Exercise description: Output all the material that follows, exactly as given.

Raw records
== == ==
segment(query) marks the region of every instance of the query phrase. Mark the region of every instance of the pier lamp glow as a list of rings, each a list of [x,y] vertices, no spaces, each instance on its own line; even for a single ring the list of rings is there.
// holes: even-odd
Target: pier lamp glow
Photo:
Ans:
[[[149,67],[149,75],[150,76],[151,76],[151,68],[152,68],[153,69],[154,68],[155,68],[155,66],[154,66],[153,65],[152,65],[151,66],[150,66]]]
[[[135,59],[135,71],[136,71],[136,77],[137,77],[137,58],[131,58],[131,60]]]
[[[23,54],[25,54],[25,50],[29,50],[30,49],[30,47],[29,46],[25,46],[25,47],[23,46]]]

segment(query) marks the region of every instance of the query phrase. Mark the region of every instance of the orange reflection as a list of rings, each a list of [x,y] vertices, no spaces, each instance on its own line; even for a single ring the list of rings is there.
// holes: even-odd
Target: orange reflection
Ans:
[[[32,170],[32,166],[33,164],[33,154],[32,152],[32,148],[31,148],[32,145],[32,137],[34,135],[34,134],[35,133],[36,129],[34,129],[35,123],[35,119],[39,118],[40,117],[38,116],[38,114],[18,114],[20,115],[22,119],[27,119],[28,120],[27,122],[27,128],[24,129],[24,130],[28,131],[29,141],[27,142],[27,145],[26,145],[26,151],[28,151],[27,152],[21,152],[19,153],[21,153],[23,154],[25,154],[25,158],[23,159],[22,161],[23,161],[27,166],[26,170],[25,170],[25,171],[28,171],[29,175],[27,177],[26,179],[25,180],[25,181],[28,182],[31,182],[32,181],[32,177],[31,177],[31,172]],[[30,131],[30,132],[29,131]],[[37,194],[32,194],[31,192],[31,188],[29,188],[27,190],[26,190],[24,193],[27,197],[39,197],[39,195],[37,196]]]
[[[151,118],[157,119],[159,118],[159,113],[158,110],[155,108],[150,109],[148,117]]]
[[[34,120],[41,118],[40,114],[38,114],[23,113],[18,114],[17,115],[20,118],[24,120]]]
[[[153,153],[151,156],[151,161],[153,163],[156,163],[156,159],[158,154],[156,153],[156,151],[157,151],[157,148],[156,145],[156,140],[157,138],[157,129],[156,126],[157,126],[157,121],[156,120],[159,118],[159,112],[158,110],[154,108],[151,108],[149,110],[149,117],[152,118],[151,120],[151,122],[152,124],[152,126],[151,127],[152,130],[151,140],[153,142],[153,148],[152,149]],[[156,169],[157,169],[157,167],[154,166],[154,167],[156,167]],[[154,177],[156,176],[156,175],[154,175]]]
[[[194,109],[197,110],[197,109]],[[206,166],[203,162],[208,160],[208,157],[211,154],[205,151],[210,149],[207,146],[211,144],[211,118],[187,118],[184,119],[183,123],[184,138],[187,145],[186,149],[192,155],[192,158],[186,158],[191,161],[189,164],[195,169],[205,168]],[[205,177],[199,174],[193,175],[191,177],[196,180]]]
== == ==
Answer to the task:
segment(query) marks the region of every instance of the query phrase. Mark the region of every instance of the pier lamp glow as a list of rings, each a list of [x,y] vertices, no spaces, each instance on its own line; even for a single ring the list of rings is there.
// holes: even-odd
Target: pier lamp glow
Photo:
Ans:
[[[149,67],[149,75],[150,76],[151,76],[151,68],[152,68],[153,69],[154,68],[155,68],[155,66],[154,66],[153,65],[152,65],[151,66],[150,66]]]
[[[135,59],[135,71],[136,71],[136,77],[137,77],[137,58],[131,58],[131,60]]]
[[[23,54],[25,54],[25,50],[29,50],[30,49],[30,47],[29,46],[25,46],[25,47],[23,46]]]

segment(query) marks the region of every instance of the query phrase. Mark the region of every instance of the orange reflection as a list of rings, each a list of [x,y] vertices, no spaces, each instance on its own line; even for a single ring the list of rings is there.
// holes: even-odd
Target: orange reflection
Ans:
[[[32,170],[32,166],[33,164],[33,154],[32,152],[32,148],[31,148],[32,145],[32,137],[34,135],[34,134],[35,133],[36,129],[34,129],[35,123],[35,119],[39,118],[40,117],[38,116],[38,114],[18,114],[20,115],[22,119],[27,119],[28,120],[27,122],[27,128],[24,129],[24,130],[28,131],[29,141],[27,142],[27,145],[26,145],[26,151],[28,151],[27,152],[21,152],[19,153],[21,153],[23,154],[25,154],[25,158],[23,159],[22,161],[23,161],[27,166],[26,170],[25,170],[25,171],[28,171],[29,175],[27,177],[26,179],[25,180],[25,181],[28,182],[31,182],[32,181],[32,177],[31,177],[31,172]],[[30,131],[30,132],[29,131]],[[37,194],[32,194],[31,192],[31,188],[29,188],[27,190],[26,190],[24,193],[27,197],[39,197],[39,195],[37,196]]]
[[[151,118],[157,119],[159,118],[159,113],[158,110],[155,108],[150,109],[148,117]]]
[[[34,120],[41,118],[40,114],[38,114],[23,113],[18,114],[17,115],[20,118],[24,120]]]
[[[153,153],[151,156],[151,161],[153,163],[156,163],[156,159],[158,154],[156,153],[156,151],[157,151],[157,148],[156,145],[156,140],[157,138],[157,129],[156,126],[157,126],[157,121],[156,120],[159,118],[159,112],[158,110],[154,108],[151,108],[149,110],[149,117],[152,118],[151,120],[151,122],[152,124],[152,126],[151,127],[152,130],[151,140],[153,142],[153,148],[152,149]],[[156,169],[157,169],[157,167],[154,166],[154,167],[156,167]],[[154,177],[156,176],[156,175],[154,175]]]
[[[194,109],[197,110],[197,109]],[[206,166],[203,162],[208,160],[208,157],[211,154],[205,151],[210,149],[207,146],[211,144],[211,118],[187,118],[184,119],[183,123],[184,138],[187,145],[186,149],[192,155],[192,158],[186,158],[191,161],[189,164],[195,169],[205,168]],[[205,177],[199,174],[193,175],[191,177],[196,180]]]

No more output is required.